* **Exercise details**
Write out every record in full, keeping each character exactly as it is.

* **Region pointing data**
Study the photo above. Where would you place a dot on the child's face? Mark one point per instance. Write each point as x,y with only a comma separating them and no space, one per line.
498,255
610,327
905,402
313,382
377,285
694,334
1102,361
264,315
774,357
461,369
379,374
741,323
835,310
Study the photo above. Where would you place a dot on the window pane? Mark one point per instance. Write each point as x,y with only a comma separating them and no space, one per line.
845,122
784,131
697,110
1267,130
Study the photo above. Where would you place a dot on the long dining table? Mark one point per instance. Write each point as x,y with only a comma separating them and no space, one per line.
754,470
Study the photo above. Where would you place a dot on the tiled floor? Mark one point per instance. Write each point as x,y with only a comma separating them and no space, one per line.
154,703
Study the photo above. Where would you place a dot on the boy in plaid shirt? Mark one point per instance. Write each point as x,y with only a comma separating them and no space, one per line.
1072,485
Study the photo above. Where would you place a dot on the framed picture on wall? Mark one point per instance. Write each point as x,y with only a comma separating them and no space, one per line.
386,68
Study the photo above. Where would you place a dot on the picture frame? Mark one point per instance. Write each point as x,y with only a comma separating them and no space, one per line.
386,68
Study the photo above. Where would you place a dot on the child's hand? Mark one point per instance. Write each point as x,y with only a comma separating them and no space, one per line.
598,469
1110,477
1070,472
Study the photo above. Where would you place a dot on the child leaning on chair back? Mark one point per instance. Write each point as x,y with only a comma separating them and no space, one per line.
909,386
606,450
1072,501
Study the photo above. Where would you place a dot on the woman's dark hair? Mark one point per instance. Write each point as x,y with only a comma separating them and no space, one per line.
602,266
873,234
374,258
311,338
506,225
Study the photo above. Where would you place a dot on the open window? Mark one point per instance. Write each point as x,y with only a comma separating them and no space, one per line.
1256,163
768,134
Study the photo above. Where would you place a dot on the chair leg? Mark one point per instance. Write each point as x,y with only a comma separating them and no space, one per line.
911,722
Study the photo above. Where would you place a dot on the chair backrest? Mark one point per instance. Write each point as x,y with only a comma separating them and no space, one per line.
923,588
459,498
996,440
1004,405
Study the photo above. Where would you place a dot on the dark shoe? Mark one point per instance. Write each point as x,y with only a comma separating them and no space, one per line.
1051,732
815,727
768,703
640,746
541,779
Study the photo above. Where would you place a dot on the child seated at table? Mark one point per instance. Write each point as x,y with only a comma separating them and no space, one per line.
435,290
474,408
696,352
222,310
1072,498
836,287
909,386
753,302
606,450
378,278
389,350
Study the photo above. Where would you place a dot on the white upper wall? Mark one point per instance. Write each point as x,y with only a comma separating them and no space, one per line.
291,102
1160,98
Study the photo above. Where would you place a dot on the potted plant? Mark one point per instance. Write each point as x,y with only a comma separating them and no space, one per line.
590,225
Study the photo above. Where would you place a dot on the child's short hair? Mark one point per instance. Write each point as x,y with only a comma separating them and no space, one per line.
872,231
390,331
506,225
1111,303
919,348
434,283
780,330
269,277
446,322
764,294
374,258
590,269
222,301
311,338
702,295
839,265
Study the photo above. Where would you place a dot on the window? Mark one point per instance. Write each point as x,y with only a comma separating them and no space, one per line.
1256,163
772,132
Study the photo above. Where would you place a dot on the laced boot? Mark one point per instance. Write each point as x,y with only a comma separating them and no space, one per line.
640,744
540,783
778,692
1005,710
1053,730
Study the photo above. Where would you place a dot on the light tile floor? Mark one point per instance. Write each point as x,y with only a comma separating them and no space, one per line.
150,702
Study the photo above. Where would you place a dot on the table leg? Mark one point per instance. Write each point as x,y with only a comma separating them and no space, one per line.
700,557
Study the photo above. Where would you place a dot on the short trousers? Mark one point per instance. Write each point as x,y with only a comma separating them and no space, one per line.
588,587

* **Exercise output**
Study the photo above. Where would you place a dot on the child's face? Mark one point per instance. Write each point as x,y with only a comma separating them and no space, one per line.
498,255
610,327
905,402
313,382
377,285
694,334
1102,361
264,315
774,357
461,369
379,374
741,323
835,310
Study the photo above. Where would you place a dot on the window pane? Mark one point per instance. Write each point as x,y with only a comma separating them and no space, one per line.
845,122
784,131
697,110
1267,130
Study the photo above. Where would you place a dot on the long dining table? Mark one point per instance. Write each point as x,y with only a comma separating them and no space, one per line.
754,470
Study the photo above. Where would you place a dot on the tiled floor? Mark one point per instance. Write each point as x,y with only a comma separating them and no space, one per line.
154,703
Study the photo above. Where would you place a dot on the boy in plaid shirt? Mark one point per instance. Write each point as x,y with only a comma separating them and no space, one per line.
1072,485
Study the photo above. Where would you place a dot on the framed picture on wall? Mark one point per instance. Write each point as x,y with only a comma separating them and no space, one per line.
386,68
Study the photo above. Where would you place a dot on the picture frame? Mark one point per instance. Write each point as x,y with only a comma separating them and no space, one per line.
386,68
Study the photo above. Where would you place a dot on the child's hand? Mark one point per instance. Write each point as x,y with only a comma separating them and no space, one per line.
598,469
1110,477
1070,472
Study the photo above. Where would you place a dot on the child leaning on chair back? Mark one point per instance. Write each point as x,y with only a comma separating them and no space, one per line.
909,386
606,450
1072,501
Study the photo above. Where would you place a dot on the woman's dark hair? Mark one point per instance. Write each point as x,y with only a comma separating them and no space, one per line.
602,266
873,234
374,258
311,338
506,225
Study the photo above. Where would you place a dot on the open window? Mark one point per instance. Write each point as x,y with only a comma separating them and no space, one per line.
1256,163
768,134
Study the photo above. Where would you place a dot on the chair leg? Mark one point per instance. Write each point as x,y with only a comma separating them and no space, one per line.
911,722
Study the photo above. Where would you place a dot on the chair backrest? Mark one point per instance. Write each point as x,y with only a comma separating them and no space, one per line.
923,588
459,498
996,440
1004,405
Study the photo above. Where would you place a dot on the dark shoe? Mark one point per instance. Write each point as x,y with only a comma separating them and no space, one per line.
1051,732
815,727
768,703
640,746
541,779
Study the photo above. Where would you place a dot on the child seated at table? Mark one point per instance. Write each point as x,y with only a comma separating them and no space, one per line.
435,290
474,408
696,352
222,310
1072,498
836,287
909,386
753,302
606,450
378,278
389,350
Study the photo above. Where would you place a dot on the white upper wall? Mark one point per instance. Write each point as x,y with only a comma separating them and no space, one per line.
291,102
1160,98
Study the photo above. Where would you place a dot on the potted plant? Mark one point per instance. Write each point as x,y with only a comma separating them and no space, one per line.
590,225
Study the photo above. Where would you place a dot on the child's short hair? Mark one point per instance. Write each point as x,y with only a comma separating them and no space, one per line.
872,231
390,331
506,225
1111,303
919,348
434,283
780,330
269,277
446,322
764,294
374,258
590,269
222,301
311,338
702,295
839,265
Study the photo above. Where would you place a dot on the window? Mark one point per instance. Write each point as x,y with only a comma separating them and no space, one per line.
1256,163
772,132
Study the photo above. Where would you place a dot on the laced boot? Mark one point per instance. Write each point as x,y with only a comma separating them and no space, one per line.
640,744
540,783
778,692
1005,710
1053,730
Study the photo above. Where would you place a dot on the light tile floor? Mark one point per instance. Write each point as x,y with only a comma separating them and no space, one per line.
150,702
Study the photo above. Where would you place a dot on the table leg? Mark one point per instance. Write each point as x,y with only a comma separating them and no space, one per line.
700,557
Study the photo above. Where would you place a dot on the short trousers? Mark one point per instance. Write each point as x,y with only a comma separating them and no space, one per line.
588,587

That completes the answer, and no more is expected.